§ **Given records**:

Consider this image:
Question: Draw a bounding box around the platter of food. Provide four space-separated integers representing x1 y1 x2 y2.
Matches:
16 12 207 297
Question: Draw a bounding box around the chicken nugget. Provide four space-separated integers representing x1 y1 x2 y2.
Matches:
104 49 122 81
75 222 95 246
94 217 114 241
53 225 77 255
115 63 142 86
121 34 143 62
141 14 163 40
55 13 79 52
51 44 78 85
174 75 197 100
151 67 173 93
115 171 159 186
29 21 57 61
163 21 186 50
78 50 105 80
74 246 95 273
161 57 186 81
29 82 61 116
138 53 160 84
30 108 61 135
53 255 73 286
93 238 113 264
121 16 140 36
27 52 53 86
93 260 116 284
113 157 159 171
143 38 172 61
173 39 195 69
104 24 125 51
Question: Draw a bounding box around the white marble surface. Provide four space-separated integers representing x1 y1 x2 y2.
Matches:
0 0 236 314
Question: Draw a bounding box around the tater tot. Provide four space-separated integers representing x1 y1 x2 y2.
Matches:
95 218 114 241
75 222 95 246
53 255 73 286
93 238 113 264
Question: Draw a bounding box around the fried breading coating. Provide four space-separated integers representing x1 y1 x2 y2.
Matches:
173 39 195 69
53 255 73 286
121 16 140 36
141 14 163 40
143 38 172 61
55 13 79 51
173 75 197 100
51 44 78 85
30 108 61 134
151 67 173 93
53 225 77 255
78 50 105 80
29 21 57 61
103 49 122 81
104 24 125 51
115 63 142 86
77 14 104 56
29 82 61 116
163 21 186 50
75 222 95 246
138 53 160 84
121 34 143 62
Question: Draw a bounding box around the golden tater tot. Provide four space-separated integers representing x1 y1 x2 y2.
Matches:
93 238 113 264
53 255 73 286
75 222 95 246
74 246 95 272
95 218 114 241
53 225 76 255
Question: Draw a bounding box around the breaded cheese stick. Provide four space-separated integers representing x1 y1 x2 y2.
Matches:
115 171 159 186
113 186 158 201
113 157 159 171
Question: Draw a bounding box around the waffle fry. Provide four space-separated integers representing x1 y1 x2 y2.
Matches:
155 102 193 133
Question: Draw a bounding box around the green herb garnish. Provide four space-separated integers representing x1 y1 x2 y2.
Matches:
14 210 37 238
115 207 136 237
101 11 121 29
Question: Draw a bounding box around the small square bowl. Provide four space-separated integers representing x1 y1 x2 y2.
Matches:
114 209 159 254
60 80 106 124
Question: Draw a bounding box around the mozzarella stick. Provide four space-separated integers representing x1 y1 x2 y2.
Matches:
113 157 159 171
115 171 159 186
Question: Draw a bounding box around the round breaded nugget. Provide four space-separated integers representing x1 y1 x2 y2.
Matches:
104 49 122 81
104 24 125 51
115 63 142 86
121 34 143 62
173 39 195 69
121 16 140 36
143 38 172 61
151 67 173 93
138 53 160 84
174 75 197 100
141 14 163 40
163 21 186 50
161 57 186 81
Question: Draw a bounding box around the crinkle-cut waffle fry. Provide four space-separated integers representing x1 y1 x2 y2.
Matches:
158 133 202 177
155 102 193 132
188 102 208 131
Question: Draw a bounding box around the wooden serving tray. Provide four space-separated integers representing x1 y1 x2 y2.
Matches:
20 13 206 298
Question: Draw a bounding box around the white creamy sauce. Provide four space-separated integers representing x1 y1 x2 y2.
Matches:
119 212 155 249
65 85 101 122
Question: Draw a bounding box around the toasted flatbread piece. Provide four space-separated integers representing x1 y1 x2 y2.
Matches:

§ **Given problem**: Turn all of the material above into a numbered list, one item per line, with any blank lines left out.

§ **Result of this exercise**:
1. Consider this image:
2. Question: Draw a bounding box around the platter of food. Provide four space-separated integers representing x1 y1 x2 y2.
3. Matches:
4. 16 12 207 297
5. Question: Draw a bounding box around the chicken nugget. Provide four space-separated integers representing x1 y1 x2 y2.
6. Matches:
7. 104 49 122 81
8. 75 222 95 246
9. 94 217 114 241
10. 53 225 77 255
11. 115 63 142 86
12. 121 34 143 62
13. 141 14 163 40
14. 55 13 79 52
15. 51 44 78 85
16. 174 75 197 100
17. 151 67 173 93
18. 115 171 159 186
19. 29 21 57 61
20. 163 21 186 50
21. 78 50 105 80
22. 74 246 95 273
23. 161 57 186 81
24. 29 82 61 116
25. 138 53 160 84
26. 30 108 61 135
27. 53 255 73 286
28. 93 238 113 264
29. 121 16 140 36
30. 27 52 53 86
31. 93 260 116 284
32. 113 157 159 171
33. 143 38 172 61
34. 173 39 195 69
35. 104 24 125 51
36. Question: Draw a bounding box around the white marble surface. Provide four space-separated integers representing x1 y1 x2 y2.
37. Matches:
38. 0 0 236 314
39. Question: Draw a bounding box around the tater tot. Provide four space-separated integers representing x1 y1 x2 y2.
40. Matches:
41. 95 218 114 241
42. 75 222 95 246
43. 53 255 73 286
44. 93 238 113 264
45. Question: Draw a bounding box around the fried breading coating. Provide four space-separated integers representing x1 y1 x2 y2.
46. Matches:
47. 173 39 195 69
48. 53 255 73 286
49. 121 16 140 36
50. 141 14 163 40
51. 143 38 172 61
52. 55 13 79 51
53. 173 75 197 100
54. 51 44 78 85
55. 30 108 61 134
56. 151 67 173 93
57. 53 225 77 255
58. 78 50 105 80
59. 29 21 57 61
60. 103 49 122 81
61. 104 24 125 51
62. 115 63 142 86
63. 77 14 104 56
64. 29 82 61 116
65. 163 21 186 50
66. 75 222 95 246
67. 138 53 160 84
68. 121 34 143 62
69. Question: Draw a bounding box around the golden tater tot. Provide four space-separated integers representing x1 y1 x2 y2.
70. Matches:
71. 93 238 113 264
72. 53 255 73 286
73. 75 222 95 246
74. 74 246 95 272
75. 95 218 114 241
76. 53 225 76 255
77. Question: Draw a bounding box around the breaded cheese stick. Provide four space-separated integers representing x1 y1 x2 y2.
78. Matches:
79. 115 171 159 186
80. 113 186 158 201
81. 113 157 159 171
82. Question: Draw a bounding box around the waffle fry. Provide four space-separated integers representing x1 y1 x2 y2.
83. Matches:
84. 155 102 193 133
85. Question: Draw a bounding box around the green herb garnish. Provide four space-separated integers representing x1 y1 x2 y2.
86. Matches:
87. 14 210 37 238
88. 115 207 136 237
89. 101 11 121 29
90. Question: Draw a bounding box around the small square bowl. Provide four space-separated integers representing x1 y1 x2 y2.
91. Matches:
92. 114 209 159 254
93. 60 80 106 124
94. Question: Draw a bounding box around the mozzarella stick. Provide four space-separated integers representing x1 y1 x2 y2.
95. Matches:
96. 113 157 159 171
97. 115 171 159 186
98. Question: Draw a bounding box around the round breaded nugget. Provide four space-separated integers representing x1 y1 x2 y2.
99. Matches:
100. 104 49 122 81
101. 104 24 125 51
102. 115 63 142 86
103. 121 34 143 62
104. 173 39 195 69
105. 121 16 140 36
106. 143 38 172 61
107. 151 67 173 93
108. 138 53 160 84
109. 174 75 197 100
110. 141 14 163 40
111. 163 21 186 50
112. 161 57 186 81
113. Question: Draw a bounding box around the crinkle-cut waffle fry. Provide four space-separated integers representing x1 y1 x2 y2.
114. Matches:
115. 158 133 202 177
116. 155 102 193 132
117. 188 102 208 131
118. Question: Draw a bounding box around the wooden serving tray. Provide four space-separated integers representing x1 y1 x2 y2.
119. Matches:
120. 20 13 206 298
121. Question: Draw a bounding box around the white creamy sauce. Provide four space-separated integers representing x1 y1 x2 y2.
122. Matches:
123. 119 212 155 249
124. 65 85 101 122
125. Question: Draw a bounding box around the toasted flatbread piece. Provide four space-separated integers representing x1 y1 x2 y2.
126. Matches:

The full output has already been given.